Write out the section of the Van Kampen's theorem post below from "Then, what I" up to and including "lies in $A_\beta$?", word for word.

### Selected text
· · · · ·
# Need help understanding statement of Van Kampen's Theorem and using it to compute the fundamental group of Projective Plane

I'm using the statement from Hatcher. I really don't understand the statement of the theorem, let alone the proof, and I especially don't understand what the normal subgroup $N$ generated by $i_{\alpha\beta}(w)i_{\beta\alpha}(w)^{-1}$ refers to.

First, I know that the two functions are inclusion from $A_{\alpha}\cap A_{\beta}$ to $A_\alpha$ and $A_\beta$ respectively.

Then, what I get from Van Kampen's theorem is that if you take any loop $w$ in the fundamental group of this intersection, and you include that loop into $\pi_1(A_\beta,x_0)$, reverse that loop, then concatenate it with the same loop $w$ included into $\pi_1(A_\alpha,x_0)$, you get a loop $f$ homotopic to the trivial loop at the basepoint $x_0$. But I don't get where this loop lies. Is this loop really in the full fundamental group of the entire space $X$? Or does one part of the loop really lie in $A_\alpha$ and the other lies in $A_\beta$?
· · · · ·
### Supplied material
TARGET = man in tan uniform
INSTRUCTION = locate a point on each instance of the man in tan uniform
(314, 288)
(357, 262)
· · · · ·
### Completed task
Then, what I get from Van Kampen's theorem is that if you take any loop $w$ in the fundamental group of this intersection, and you include that loop into $\pi_1(A_\beta,x_0)$, reverse that loop, then concatenate it with the same loop $w$ included into $\pi_1(A_\alpha,x_0)$, you get a loop $f$ homotopic to the trivial loop at the basepoint $x_0$. But I don't get where this loop lies. Is this loop really in the full fundamental group of the entire space $X$? Or does one part of the loop really lie in $A_\alpha$ and the other lies in $A_\beta$?